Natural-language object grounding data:
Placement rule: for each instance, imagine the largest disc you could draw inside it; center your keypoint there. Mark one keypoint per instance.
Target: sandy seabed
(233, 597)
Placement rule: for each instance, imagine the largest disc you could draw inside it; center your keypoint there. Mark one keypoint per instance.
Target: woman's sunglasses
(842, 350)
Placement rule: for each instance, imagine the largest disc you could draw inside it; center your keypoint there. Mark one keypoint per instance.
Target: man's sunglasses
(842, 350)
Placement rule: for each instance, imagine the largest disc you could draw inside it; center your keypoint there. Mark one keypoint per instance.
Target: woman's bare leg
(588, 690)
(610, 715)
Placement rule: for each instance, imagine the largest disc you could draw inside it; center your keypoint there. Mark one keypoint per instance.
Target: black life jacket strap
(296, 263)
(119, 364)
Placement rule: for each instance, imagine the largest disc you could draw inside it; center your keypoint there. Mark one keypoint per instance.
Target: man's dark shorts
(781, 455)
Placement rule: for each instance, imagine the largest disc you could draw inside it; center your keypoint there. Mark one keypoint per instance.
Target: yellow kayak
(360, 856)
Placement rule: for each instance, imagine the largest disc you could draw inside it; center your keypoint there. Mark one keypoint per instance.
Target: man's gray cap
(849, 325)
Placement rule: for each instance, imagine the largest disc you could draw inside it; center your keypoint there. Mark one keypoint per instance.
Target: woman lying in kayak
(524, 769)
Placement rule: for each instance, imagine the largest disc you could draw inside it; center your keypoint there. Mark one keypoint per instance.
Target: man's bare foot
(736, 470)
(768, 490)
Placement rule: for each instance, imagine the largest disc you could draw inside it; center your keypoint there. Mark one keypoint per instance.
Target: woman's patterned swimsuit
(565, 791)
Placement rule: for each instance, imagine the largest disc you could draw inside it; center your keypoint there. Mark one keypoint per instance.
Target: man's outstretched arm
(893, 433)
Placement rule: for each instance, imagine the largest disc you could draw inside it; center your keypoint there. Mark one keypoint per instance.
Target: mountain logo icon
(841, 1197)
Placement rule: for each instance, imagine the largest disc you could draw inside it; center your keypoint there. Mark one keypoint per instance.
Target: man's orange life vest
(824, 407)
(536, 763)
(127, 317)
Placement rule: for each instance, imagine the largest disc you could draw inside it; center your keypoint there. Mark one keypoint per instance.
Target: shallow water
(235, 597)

WHAT THE EXERCISE ASKS:
Each entry should be written out again exactly, with no word left out.

ANSWER FOR THIS EXERCISE:
Placement rule: for each instance, imagine the largest disc you could draw inside it; center your keypoint there. Mark one keypoint per instance.
Target: sandy seabed
(233, 597)
Placement rule: for each instance, imagine the largest disc you could draw inside it; center your keypoint there. Mark one keypoint per instance.
Target: woman's sunglasses
(842, 350)
Placement rule: for each instance, imagine the largest disc you could draw inside it; center your keypoint there. Mark one keypoint per instance.
Target: man's sunglasses
(842, 350)
Placement rule: for each instance, imagine the largest disc you could draw inside it; center your keypoint there. Mark one keypoint per instance.
Target: woman's bare leg
(588, 690)
(610, 715)
Placement rule: for each instance, imagine the largest disc you could draw inside it; center your keypoint there. Mark one keypoint per instance.
Target: black life jacket strap
(296, 263)
(119, 364)
Placement rule: for each instance, imagine the largest disc you could draw inside it; center your keypoint there. Mark one keypoint per instance.
Target: man's dark shorts
(781, 455)
Placement rule: for each instance, imagine the largest disc you could draw inside it; center your keypoint there. Mark one keypoint per instance.
Target: yellow kayak
(360, 856)
Placement rule: for each instance, imagine the largest disc you could draw inside it; center your keypoint there. Mark one keypoint per instance.
Target: man's gray cap
(849, 325)
Placement rule: for each instance, imagine the largest disc you could draw inside it; center your keypoint there. Mark one keypoint per instance.
Target: woman lying in kayak
(524, 769)
Placement rule: for each instance, imagine the largest disc you could draw inside it; center your keypoint there. Mark one keypoint per instance.
Target: man's bare foot
(736, 470)
(768, 490)
Placement rule: for each instance, imagine the largest disc you could draw inside it; center your keypoint there. Mark one keypoint per instance.
Target: woman's patterned swimsuit
(565, 791)
Placement rule: for each instance, imagine the largest disc you could draw inside it; center your keypoint there. Mark one keypoint per instance.
Target: man's outstretched arm
(893, 433)
Placement rule: for each instance, imagine the largest disc you could draw inside it; center your keypoint there. Mark one keypoint per instance.
Target: mountain logo icon
(841, 1197)
Placement rule: for each instance, imagine the largest disc you could draw inside it; center your keypoint there. Mark one keypoint per instance.
Target: man's orange life vest
(824, 407)
(536, 763)
(127, 317)
Placement rule: for each instance, imagine the largest disc you could draw inside it; center your keypoint there. Mark one keypoint per instance.
Target: shallow water
(235, 597)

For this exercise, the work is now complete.